▸ Directions: Give the date on which the Court deliberated in private, according to the court judgment excerpt below.

▸ Excerpt:
::::::::::
In the case of Mukhin and Basiyeva v. Russia,
The European Court of Human Rights (Third Section), sitting as a Committee composed of:
Darian Pavli, President,
Mikhail Lobov, judges,
and Viktoriya Maradudina, Acting Deputy Section Registrar,
Having deliberated in private on 2 June 2022,
Delivers the following judgment, which was adopted on that date:
1. The case originated in applications against Russia lodged with the Court under Article 34 of the Convention for the Protection of Human Rights and Fundamental Freedoms (“the Convention”) on the various dates indicated in the appended table
2. The Russian Government (“the Government”) were given notice of the applications.
3. The list of applicants and the relevant details of the applications are set out in the appended table.
4. The applicants complained of the deficiencies in proceedings for review of the lawfulness of detention.
I. JOINDER OF THE APPLICATIONS
5. Having regard to the similar subject matter of the applications, the Court finds it appropriate to examine them jointly in a single judgment.
II. ALLEGED VIOLATION OF ARTICLE 5 § 4 of the Convention
6. The applicants complained of the deficiencies in proceedings for review of the lawfulness of detention (for further details see the appended table). They relied, expressly or in substance, on Article 5 § 4 of the Convention, which reads as follows:
“Everyone who is deprived of his liberty by arrest or detention shall be entitled to take proceedings by which the lawfulness of his detention shall be decided speedily by a court and his release ordered if the detention is not lawful.”
7. The Court reiterates that Article 5 § 4 of the Convention, in guaranteeing to detained persons a right to institute proceedings to challenge the lawfulness of their detention, also proclaims their right, following the institution of such proceedings, to a speedy judicial decision concerning the lawfulness of detention and the ordering of its termination if it proves unlawful (see Baranowski v. Poland, no. 28358/95, § 68, ECHR 2000-III). Where an individual’s personal liberty is at stake, the Court has very strict standards concerning the State’s compliance with the requirement of speedy review of the lawfulness of detention (see, for example, Mamedova v. Russia, no. 7064/05, § 96, 1 June 2006, where the length of appeal proceedings lasting, inter alia, twenty-six days, was found to be in breach of the “speediness” requirement of Article 5 § 4).
8. In the leading cases of Idalov v. Russia [GC], no. 5826/03, §§ 154‑58, 161‑65, 22 May 2012, and Khodorkovskiy v. Russia, no. 5829/04, §§ 219‑48, 31 May 2011, the Court already found a violation in respect of issues similar to those in the present case.
::::::::::
▸ Material shown:
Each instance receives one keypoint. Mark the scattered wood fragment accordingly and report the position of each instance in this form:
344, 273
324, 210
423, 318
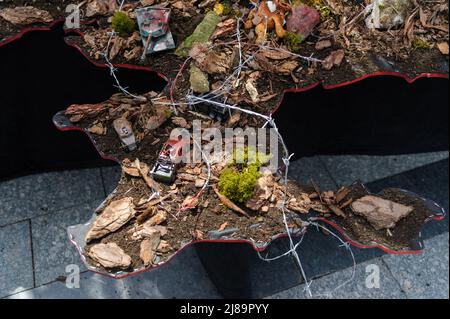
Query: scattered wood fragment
228, 203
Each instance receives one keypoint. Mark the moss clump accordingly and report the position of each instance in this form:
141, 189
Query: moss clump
201, 34
238, 185
419, 43
293, 41
319, 5
123, 24
238, 180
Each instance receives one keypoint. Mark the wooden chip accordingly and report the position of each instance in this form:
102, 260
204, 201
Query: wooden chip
228, 203
144, 174
337, 210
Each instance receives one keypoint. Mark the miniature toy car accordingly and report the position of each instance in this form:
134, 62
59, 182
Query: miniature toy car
125, 131
165, 168
213, 111
154, 28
::::::::::
▸ Full response: 2 June 2022